Records taken from a collection:
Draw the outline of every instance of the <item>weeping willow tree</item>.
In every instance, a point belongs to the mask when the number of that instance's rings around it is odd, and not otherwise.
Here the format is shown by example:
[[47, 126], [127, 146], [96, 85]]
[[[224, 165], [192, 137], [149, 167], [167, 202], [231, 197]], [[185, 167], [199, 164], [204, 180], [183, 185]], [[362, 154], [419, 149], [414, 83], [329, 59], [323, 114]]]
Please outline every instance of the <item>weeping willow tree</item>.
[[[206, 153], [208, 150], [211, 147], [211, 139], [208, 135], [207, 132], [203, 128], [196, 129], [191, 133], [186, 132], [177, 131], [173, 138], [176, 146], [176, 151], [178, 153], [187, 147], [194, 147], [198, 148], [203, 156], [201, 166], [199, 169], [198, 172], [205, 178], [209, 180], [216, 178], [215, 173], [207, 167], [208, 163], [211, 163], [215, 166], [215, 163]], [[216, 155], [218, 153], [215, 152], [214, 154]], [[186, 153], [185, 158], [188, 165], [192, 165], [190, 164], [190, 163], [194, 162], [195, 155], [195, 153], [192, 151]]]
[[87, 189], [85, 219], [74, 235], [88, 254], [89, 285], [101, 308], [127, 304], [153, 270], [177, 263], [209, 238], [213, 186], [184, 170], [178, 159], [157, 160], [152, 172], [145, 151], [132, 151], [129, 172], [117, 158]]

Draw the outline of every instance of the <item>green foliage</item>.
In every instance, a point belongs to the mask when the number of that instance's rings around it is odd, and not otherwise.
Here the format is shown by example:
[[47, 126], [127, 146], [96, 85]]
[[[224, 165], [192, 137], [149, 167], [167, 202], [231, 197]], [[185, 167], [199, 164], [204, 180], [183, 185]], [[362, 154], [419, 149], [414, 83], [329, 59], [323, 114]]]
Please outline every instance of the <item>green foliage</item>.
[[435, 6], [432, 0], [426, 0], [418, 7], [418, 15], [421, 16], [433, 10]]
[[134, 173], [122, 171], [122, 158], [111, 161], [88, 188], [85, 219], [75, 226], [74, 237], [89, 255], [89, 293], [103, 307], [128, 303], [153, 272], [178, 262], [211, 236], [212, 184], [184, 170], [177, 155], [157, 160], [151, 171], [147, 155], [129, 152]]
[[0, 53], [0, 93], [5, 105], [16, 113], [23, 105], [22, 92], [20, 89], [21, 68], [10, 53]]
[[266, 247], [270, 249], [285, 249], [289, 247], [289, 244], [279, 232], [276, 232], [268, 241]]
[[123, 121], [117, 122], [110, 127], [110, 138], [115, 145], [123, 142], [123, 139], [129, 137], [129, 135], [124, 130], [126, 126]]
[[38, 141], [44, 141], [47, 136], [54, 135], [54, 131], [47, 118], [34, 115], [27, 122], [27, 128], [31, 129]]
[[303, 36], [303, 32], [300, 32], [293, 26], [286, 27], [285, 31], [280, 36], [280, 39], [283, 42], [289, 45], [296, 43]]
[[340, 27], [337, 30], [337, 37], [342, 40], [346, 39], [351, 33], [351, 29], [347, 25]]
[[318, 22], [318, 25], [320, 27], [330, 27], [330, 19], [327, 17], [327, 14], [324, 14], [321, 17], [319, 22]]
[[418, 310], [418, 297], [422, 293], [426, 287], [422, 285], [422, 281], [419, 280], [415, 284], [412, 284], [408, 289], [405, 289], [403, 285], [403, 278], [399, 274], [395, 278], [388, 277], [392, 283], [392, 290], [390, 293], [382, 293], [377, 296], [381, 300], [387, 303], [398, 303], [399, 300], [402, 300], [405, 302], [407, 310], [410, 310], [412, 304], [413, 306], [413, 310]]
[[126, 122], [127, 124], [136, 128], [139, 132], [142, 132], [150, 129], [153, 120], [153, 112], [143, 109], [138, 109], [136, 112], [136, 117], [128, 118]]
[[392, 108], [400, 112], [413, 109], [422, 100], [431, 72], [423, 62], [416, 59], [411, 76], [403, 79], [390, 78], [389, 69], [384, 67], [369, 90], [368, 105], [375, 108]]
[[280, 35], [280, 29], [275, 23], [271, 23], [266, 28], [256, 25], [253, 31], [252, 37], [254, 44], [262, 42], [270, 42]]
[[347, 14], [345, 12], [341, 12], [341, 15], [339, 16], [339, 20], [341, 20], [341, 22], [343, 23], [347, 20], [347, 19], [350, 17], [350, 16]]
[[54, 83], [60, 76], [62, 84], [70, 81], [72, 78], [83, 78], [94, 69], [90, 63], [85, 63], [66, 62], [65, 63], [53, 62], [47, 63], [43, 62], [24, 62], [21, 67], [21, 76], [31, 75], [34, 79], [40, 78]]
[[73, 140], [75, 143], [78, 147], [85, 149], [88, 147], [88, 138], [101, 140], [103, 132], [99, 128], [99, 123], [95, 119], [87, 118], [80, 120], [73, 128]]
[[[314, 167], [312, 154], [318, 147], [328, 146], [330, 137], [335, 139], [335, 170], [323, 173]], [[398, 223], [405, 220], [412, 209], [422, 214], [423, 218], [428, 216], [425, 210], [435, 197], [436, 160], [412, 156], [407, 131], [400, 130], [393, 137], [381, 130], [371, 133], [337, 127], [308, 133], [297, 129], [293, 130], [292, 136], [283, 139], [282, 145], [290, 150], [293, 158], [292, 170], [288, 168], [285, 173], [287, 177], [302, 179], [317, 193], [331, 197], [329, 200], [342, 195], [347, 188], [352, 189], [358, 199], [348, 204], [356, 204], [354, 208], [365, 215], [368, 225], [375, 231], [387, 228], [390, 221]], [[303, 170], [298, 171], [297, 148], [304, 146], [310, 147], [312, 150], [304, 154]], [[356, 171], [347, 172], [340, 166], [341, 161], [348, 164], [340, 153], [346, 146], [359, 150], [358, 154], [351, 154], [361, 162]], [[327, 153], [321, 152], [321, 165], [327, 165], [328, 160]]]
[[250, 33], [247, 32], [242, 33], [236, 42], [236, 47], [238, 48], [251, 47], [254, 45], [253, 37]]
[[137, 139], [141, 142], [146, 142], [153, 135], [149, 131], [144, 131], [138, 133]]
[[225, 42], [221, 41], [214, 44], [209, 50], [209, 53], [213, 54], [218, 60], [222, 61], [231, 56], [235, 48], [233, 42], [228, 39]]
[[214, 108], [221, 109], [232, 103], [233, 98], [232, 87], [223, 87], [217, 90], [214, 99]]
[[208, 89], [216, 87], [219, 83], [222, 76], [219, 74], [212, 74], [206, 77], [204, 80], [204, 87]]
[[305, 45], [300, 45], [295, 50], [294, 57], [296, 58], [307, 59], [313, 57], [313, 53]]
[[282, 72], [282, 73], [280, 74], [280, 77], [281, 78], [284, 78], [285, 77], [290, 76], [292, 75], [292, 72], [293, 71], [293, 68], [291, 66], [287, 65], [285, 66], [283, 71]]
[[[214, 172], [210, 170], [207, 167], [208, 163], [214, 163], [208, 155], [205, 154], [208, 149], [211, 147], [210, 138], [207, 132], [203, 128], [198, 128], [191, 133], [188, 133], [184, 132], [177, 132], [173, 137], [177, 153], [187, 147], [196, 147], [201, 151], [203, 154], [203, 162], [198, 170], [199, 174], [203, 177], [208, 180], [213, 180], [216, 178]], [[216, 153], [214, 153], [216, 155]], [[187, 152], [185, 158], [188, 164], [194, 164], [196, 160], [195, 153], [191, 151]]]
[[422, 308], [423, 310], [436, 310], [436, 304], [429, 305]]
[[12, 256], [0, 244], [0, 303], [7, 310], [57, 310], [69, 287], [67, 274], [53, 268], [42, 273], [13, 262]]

**OBJECTIVE:** Copy out the lines of the material above word for word, beginning with the line that contains "Draw the outline of every instance of the <item>green" and continuing through the line that contains "155], [129, 152]]".

**ANSWER TO THE TASK:**
Draw the outline of every instance of the <item>green foliage</item>.
In every instance, a point belongs to the mask when the number of that instance's rings around it is odd, and not otherwise.
Here the format is shown by example:
[[47, 126], [127, 146], [96, 85]]
[[[224, 165], [192, 137], [149, 167], [167, 202], [231, 197]], [[185, 167], [199, 164], [204, 180], [183, 185]], [[362, 154], [419, 149], [414, 83], [329, 59], [323, 114]]]
Please outline every instance of the <item>green foliage</item>.
[[435, 6], [432, 0], [426, 0], [418, 7], [418, 15], [421, 16], [433, 10]]
[[134, 173], [122, 171], [122, 158], [111, 161], [88, 188], [85, 219], [75, 226], [74, 237], [89, 255], [89, 293], [103, 307], [128, 303], [153, 272], [178, 262], [211, 236], [212, 184], [184, 170], [177, 155], [157, 160], [151, 171], [147, 155], [129, 152]]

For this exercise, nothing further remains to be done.